What is required
Switch "concrete fence" to "stone wall" in the lines from the one containing "[point] every instance of the tractor rear" through the end of the entries, both ends included. Reproduce only those lines, with everything else left as it stands.

====== Material supplied

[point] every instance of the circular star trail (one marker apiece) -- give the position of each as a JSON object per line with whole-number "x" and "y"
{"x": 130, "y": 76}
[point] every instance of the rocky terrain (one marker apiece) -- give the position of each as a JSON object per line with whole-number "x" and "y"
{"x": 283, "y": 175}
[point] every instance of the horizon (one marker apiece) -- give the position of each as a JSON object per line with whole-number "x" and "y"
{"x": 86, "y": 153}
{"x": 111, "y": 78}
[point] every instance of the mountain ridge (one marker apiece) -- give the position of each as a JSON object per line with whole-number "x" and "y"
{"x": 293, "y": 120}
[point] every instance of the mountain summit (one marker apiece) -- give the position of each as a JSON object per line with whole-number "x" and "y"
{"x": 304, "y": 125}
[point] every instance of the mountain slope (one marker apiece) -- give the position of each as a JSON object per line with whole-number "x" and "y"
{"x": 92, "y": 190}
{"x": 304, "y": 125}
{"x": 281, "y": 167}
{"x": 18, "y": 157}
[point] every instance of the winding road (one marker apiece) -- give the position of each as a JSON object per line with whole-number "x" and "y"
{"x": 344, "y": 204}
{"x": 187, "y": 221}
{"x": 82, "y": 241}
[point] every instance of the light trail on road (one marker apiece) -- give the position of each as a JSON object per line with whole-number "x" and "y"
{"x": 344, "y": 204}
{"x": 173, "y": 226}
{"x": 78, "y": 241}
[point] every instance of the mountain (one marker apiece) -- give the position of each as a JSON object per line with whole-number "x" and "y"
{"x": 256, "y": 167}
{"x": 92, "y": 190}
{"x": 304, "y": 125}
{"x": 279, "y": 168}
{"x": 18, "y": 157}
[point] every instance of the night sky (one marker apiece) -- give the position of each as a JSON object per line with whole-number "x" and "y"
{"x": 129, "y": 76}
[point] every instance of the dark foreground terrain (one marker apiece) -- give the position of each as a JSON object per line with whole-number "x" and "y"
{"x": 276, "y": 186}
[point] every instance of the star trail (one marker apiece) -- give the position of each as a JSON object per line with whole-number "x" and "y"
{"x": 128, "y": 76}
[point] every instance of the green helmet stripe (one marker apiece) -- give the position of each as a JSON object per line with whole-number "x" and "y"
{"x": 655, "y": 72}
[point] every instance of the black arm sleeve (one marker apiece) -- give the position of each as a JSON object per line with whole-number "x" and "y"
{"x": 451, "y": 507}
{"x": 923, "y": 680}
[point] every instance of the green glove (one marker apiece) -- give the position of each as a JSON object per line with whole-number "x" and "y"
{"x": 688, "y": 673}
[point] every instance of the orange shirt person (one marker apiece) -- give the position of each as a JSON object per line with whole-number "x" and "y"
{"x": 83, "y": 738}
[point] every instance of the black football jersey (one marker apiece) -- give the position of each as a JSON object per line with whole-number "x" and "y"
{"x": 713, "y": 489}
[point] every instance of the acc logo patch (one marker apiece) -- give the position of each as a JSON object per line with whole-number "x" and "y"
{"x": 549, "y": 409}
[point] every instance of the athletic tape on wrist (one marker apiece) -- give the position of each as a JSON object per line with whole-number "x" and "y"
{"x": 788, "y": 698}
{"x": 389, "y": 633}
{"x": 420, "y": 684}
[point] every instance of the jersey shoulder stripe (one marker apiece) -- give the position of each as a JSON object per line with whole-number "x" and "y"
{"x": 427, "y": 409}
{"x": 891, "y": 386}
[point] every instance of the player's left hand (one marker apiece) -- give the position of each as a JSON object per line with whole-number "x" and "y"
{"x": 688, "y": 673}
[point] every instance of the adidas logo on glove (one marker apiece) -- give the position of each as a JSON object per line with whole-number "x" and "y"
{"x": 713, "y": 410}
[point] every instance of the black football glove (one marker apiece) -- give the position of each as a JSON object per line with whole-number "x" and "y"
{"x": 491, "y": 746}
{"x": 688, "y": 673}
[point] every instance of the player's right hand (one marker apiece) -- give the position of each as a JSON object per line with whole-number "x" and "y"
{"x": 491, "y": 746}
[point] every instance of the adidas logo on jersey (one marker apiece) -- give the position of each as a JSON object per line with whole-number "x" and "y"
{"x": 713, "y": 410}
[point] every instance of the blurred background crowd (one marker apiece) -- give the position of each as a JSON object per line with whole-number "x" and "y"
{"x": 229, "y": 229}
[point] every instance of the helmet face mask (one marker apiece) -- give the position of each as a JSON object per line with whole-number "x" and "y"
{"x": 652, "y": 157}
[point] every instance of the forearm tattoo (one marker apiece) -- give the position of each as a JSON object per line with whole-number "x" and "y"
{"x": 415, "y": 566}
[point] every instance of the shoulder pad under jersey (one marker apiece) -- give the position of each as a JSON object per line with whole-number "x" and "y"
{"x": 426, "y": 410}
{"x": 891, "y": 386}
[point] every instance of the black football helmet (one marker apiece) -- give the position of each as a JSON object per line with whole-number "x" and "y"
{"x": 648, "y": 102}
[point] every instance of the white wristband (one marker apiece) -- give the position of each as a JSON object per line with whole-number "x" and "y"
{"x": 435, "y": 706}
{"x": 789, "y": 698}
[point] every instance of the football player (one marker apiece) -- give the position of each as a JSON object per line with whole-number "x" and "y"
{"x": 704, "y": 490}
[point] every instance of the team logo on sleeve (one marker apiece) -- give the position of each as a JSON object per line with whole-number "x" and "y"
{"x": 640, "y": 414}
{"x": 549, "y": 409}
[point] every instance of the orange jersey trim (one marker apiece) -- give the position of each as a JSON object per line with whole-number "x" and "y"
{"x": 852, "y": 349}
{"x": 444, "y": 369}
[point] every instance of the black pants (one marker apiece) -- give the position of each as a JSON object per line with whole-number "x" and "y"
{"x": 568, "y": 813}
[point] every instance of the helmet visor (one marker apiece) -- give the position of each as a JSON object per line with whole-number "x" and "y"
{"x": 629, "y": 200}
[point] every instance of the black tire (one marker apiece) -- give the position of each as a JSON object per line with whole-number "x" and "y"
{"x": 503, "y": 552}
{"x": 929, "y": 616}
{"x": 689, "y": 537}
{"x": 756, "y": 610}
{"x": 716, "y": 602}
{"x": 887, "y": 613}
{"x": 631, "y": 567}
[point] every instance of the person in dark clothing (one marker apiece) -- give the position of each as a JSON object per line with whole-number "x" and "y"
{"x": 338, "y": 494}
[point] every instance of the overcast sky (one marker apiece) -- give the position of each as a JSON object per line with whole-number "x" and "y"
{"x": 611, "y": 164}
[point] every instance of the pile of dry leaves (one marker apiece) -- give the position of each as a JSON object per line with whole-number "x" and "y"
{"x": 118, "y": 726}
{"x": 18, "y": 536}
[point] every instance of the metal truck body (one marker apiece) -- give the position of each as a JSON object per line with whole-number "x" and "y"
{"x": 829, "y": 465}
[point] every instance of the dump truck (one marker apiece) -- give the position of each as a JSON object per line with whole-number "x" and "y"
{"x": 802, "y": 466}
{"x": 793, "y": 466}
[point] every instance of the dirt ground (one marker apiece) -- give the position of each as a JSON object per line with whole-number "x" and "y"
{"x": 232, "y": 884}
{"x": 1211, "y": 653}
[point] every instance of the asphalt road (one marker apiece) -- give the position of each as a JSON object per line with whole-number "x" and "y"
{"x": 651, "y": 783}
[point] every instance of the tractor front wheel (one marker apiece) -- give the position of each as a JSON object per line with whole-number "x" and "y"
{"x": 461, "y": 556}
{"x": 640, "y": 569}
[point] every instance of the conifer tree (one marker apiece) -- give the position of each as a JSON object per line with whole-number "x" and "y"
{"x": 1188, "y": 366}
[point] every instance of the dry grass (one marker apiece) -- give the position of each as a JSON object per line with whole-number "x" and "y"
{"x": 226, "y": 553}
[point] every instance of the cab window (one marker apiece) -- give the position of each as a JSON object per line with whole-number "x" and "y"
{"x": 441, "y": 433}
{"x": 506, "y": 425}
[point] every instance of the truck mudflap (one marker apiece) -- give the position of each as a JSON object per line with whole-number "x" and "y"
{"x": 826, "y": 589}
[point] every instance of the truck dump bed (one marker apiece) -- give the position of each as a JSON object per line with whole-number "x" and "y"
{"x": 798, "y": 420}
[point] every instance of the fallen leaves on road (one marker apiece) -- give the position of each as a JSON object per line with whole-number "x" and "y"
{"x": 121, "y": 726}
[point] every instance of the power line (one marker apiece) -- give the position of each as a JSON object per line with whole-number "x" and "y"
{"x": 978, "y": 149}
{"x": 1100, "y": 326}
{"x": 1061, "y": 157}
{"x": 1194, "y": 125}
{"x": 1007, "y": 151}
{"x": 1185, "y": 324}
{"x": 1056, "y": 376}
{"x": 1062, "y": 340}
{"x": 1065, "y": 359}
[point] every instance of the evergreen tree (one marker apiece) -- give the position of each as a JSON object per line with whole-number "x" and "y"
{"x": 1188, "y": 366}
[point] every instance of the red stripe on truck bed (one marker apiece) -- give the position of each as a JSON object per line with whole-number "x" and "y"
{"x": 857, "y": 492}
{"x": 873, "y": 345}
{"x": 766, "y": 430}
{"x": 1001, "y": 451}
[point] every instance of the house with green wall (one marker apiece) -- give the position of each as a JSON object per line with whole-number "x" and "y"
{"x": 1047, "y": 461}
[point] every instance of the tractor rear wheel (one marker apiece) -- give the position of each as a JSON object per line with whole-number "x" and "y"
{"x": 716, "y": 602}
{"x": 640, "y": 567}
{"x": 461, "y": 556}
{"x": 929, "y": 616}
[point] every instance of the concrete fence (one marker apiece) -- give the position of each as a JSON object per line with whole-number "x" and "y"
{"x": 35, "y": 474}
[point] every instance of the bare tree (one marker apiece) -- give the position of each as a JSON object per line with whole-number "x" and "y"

============

The solution
[point] every instance of the tractor rear wheel (one marker apiece) -- give the position of each as a JSON object per line with whole-number "x" and "y"
{"x": 716, "y": 602}
{"x": 640, "y": 567}
{"x": 461, "y": 556}
{"x": 929, "y": 616}
[point] every instance of the stone wall (one marker apiece) -- give the position of each as a JSON object per line with whole-number "x" and "y"
{"x": 35, "y": 474}
[point] every instance of the bare tree (one marker apiece) -- give the position of each as a JSON object per line with whole-number "x" and "y"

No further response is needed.